== Provided material ==
************

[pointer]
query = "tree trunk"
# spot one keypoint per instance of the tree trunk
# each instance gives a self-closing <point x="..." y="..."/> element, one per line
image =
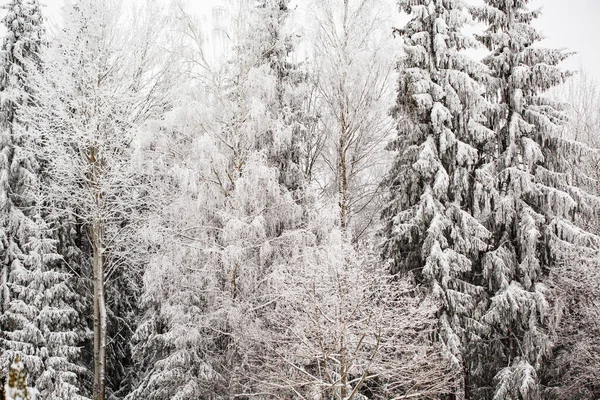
<point x="342" y="179"/>
<point x="99" y="312"/>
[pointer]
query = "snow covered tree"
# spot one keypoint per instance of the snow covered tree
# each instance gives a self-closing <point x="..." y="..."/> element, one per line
<point x="432" y="228"/>
<point x="98" y="86"/>
<point x="16" y="384"/>
<point x="340" y="329"/>
<point x="191" y="342"/>
<point x="37" y="319"/>
<point x="534" y="206"/>
<point x="352" y="67"/>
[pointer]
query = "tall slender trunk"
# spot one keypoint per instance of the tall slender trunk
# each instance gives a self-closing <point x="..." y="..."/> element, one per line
<point x="342" y="178"/>
<point x="96" y="239"/>
<point x="99" y="312"/>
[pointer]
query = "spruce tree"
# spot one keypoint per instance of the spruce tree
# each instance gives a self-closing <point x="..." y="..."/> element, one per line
<point x="37" y="320"/>
<point x="431" y="230"/>
<point x="533" y="206"/>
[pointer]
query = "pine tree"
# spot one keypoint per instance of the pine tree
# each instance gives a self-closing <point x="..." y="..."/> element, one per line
<point x="431" y="230"/>
<point x="534" y="207"/>
<point x="37" y="319"/>
<point x="16" y="384"/>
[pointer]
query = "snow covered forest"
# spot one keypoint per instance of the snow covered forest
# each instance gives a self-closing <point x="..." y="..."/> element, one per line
<point x="296" y="199"/>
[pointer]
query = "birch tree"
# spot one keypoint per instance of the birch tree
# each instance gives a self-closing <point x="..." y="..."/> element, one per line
<point x="353" y="71"/>
<point x="38" y="322"/>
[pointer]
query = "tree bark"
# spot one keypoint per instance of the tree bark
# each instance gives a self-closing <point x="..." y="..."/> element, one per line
<point x="99" y="312"/>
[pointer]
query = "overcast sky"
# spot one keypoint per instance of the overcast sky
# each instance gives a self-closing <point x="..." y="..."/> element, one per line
<point x="572" y="24"/>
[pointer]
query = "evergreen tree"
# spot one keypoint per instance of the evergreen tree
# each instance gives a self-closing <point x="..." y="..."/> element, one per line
<point x="37" y="319"/>
<point x="16" y="384"/>
<point x="431" y="230"/>
<point x="533" y="207"/>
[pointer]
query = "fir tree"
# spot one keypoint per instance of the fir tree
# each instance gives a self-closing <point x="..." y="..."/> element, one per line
<point x="16" y="384"/>
<point x="37" y="319"/>
<point x="431" y="230"/>
<point x="533" y="206"/>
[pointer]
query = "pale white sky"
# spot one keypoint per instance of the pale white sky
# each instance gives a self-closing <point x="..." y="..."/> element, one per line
<point x="572" y="24"/>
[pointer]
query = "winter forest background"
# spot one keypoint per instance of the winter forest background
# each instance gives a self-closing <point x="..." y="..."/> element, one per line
<point x="344" y="202"/>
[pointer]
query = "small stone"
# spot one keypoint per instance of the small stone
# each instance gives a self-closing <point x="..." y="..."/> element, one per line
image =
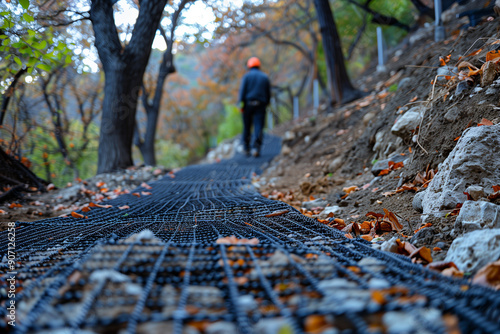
<point x="462" y="87"/>
<point x="423" y="237"/>
<point x="335" y="210"/>
<point x="444" y="71"/>
<point x="489" y="73"/>
<point x="272" y="326"/>
<point x="289" y="135"/>
<point x="405" y="82"/>
<point x="477" y="215"/>
<point x="399" y="322"/>
<point x="417" y="201"/>
<point x="285" y="150"/>
<point x="335" y="164"/>
<point x="452" y="114"/>
<point x="221" y="327"/>
<point x="476" y="192"/>
<point x="384" y="164"/>
<point x="378" y="283"/>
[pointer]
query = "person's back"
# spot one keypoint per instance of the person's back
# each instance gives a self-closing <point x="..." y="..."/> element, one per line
<point x="255" y="94"/>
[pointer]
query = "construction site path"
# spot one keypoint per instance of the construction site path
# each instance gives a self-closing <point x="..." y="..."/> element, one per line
<point x="201" y="251"/>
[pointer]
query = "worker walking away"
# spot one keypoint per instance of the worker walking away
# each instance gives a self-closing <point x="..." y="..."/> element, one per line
<point x="255" y="94"/>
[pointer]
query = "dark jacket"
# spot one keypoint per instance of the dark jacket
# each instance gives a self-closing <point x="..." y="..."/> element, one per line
<point x="255" y="86"/>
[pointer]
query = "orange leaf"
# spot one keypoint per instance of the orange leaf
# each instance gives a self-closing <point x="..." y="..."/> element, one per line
<point x="484" y="121"/>
<point x="147" y="186"/>
<point x="474" y="53"/>
<point x="492" y="55"/>
<point x="378" y="297"/>
<point x="94" y="205"/>
<point x="76" y="215"/>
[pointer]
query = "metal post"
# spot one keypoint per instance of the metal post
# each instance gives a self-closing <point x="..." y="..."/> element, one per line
<point x="380" y="43"/>
<point x="439" y="33"/>
<point x="316" y="96"/>
<point x="296" y="107"/>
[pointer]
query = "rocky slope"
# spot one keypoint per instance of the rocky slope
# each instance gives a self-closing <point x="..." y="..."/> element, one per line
<point x="426" y="134"/>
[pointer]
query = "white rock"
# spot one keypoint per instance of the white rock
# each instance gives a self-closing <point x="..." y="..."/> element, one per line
<point x="474" y="160"/>
<point x="336" y="210"/>
<point x="378" y="283"/>
<point x="272" y="326"/>
<point x="476" y="192"/>
<point x="474" y="250"/>
<point x="221" y="327"/>
<point x="408" y="122"/>
<point x="399" y="322"/>
<point x="108" y="274"/>
<point x="477" y="215"/>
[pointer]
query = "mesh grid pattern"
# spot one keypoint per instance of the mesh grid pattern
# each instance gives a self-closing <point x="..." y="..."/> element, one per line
<point x="98" y="274"/>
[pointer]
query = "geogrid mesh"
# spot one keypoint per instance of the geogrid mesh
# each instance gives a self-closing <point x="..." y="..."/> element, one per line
<point x="109" y="274"/>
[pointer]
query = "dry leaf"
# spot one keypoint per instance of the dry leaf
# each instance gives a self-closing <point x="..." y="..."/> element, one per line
<point x="486" y="122"/>
<point x="77" y="215"/>
<point x="489" y="276"/>
<point x="492" y="55"/>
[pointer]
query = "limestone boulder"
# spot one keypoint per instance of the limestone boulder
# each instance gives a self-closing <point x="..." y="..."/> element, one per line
<point x="473" y="161"/>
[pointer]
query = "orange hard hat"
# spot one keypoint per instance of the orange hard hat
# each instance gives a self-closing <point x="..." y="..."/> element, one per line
<point x="253" y="62"/>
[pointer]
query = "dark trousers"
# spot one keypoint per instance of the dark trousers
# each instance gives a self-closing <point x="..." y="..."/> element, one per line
<point x="257" y="116"/>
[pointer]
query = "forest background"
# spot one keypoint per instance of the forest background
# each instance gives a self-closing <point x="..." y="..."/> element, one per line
<point x="52" y="81"/>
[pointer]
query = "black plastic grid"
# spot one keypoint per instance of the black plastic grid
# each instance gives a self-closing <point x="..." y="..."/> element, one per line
<point x="102" y="274"/>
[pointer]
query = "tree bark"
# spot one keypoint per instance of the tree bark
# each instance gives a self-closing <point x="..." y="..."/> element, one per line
<point x="147" y="146"/>
<point x="123" y="70"/>
<point x="341" y="87"/>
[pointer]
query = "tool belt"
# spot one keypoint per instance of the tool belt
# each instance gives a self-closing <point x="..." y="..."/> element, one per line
<point x="255" y="103"/>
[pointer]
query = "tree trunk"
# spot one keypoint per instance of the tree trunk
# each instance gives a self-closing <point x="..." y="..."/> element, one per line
<point x="341" y="88"/>
<point x="124" y="68"/>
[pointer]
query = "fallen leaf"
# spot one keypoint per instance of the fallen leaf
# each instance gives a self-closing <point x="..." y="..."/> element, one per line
<point x="474" y="53"/>
<point x="77" y="215"/>
<point x="350" y="189"/>
<point x="423" y="253"/>
<point x="493" y="55"/>
<point x="489" y="276"/>
<point x="145" y="185"/>
<point x="484" y="121"/>
<point x="94" y="205"/>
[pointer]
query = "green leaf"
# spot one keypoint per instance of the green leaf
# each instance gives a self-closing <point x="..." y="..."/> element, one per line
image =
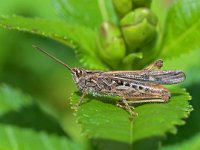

************

== What to do ==
Identify each line above that contains the string "forest", and copy those lines in full. Treat the match as case-sensitive.

== Problem solution ==
query = "snow covered forest"
# spot one keypoint per instance of the snow covered forest
query = "winter forest background"
# spot one keypoint per instance of the winter forest background
query = "forest background"
# spot one keypoint per instance of the forest background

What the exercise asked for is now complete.